+++ Data records +++

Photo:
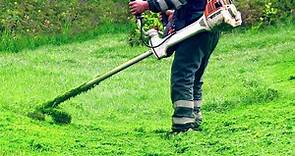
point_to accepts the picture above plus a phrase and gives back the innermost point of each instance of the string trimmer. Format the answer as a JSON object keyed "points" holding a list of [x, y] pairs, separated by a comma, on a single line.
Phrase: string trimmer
{"points": [[217, 12]]}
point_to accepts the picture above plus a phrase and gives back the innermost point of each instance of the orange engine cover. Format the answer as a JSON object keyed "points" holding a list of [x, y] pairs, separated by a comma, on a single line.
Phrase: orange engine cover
{"points": [[215, 5]]}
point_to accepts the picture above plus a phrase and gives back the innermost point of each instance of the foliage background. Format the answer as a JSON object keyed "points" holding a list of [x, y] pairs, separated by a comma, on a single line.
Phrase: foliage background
{"points": [[31, 23]]}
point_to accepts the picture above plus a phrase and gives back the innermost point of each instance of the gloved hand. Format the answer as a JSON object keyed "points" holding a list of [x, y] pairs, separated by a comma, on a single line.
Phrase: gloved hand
{"points": [[138, 6]]}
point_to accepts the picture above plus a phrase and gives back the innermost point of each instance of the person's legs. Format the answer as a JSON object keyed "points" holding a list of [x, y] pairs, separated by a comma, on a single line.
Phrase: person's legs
{"points": [[187, 61], [209, 47]]}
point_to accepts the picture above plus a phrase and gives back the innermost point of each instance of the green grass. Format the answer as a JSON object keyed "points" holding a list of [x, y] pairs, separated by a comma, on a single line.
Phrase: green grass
{"points": [[248, 99]]}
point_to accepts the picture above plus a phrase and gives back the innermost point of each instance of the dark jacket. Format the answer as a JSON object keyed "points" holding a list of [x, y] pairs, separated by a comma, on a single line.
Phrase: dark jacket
{"points": [[186, 11]]}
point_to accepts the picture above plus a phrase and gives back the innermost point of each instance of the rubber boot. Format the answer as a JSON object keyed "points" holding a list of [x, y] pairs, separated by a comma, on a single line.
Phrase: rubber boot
{"points": [[197, 114]]}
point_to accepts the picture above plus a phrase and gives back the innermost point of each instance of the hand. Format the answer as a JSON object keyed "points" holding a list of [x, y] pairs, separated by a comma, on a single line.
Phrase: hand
{"points": [[138, 6], [170, 13]]}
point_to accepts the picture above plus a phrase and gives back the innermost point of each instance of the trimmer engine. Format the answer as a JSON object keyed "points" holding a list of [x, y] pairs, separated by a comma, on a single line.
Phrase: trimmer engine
{"points": [[222, 11], [217, 12]]}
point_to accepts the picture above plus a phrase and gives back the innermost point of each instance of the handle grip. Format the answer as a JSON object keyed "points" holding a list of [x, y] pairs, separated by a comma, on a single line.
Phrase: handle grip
{"points": [[138, 16]]}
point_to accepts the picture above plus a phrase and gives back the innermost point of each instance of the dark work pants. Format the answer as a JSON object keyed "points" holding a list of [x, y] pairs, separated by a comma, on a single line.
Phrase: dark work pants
{"points": [[190, 61]]}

+++

> **Problem description**: Starting with the line that contains "of the person's", output every line through the end of the listing above, unchanged.

> **Response**:
point_to accepts the picture above plus a phrase and gives back the innermost point of each instance of the person's legs. Format the answer as a JSON object keyed "points" holding a list of [x, y] pairs, separated by a comma, on a single line.
Phrase: person's legs
{"points": [[187, 61], [209, 47]]}
point_to accepts the picture above plus a phrase and gives back the innermost point of each instance of the green grass. Format the answer as a JSON object keyed "points" holding a list of [x, y] pairs, separated by a comma, on a single line.
Phrase: green grass
{"points": [[248, 99]]}
point_to accepts the picture above plus a phrase and gives back the innermost point of each instance of the dark jacket. Format the answer as a JSON object keyed "points" holding a list of [x, y] pairs, separated by a comma, on a single line.
Phrase: dark jacket
{"points": [[186, 11]]}
point_to accepts the picture above plus a phrase and gives back the innermost point of each instance of the rubber boot. Format the answer as a JSON object keyed "points" holding a list of [x, y] pairs, separated by a comma, on a single line.
Phrase: rubber boot
{"points": [[197, 114]]}
point_to accepts the picture above plus a phrase and gives back the innermost point of each instance of the hand. Format the answer as a JSON object keyed "points" holding a list of [x, y] pairs, separated by a comma, on a single line.
Phrase: hand
{"points": [[138, 6], [170, 13]]}
point_to accepts the picture above plus a phrase and gives back the innermost point of each instance of the trimmer engine. Format the answer as a JSON object keyed "points" holding a list of [x, y] pairs, separated by a comma, on a single line.
Phrase: trimmer engine
{"points": [[222, 11], [217, 12]]}
point_to accepts the picture above plus a phrase and gives back the innermost point of each instance of the handle grip. Format the answer as a JSON object keyed "points" holding a list of [x, y] pairs, separated by a comma, on a single line.
Phrase: handle grip
{"points": [[138, 16]]}
point_to accepts the picture above plus a phrase and gives back the innermost point of each instance of the dark work pants. Format the answer as a JSON object keyed "points" holding a list of [x, y] pairs, separated by a comma, on a single line.
Phrase: dark work pants
{"points": [[190, 61]]}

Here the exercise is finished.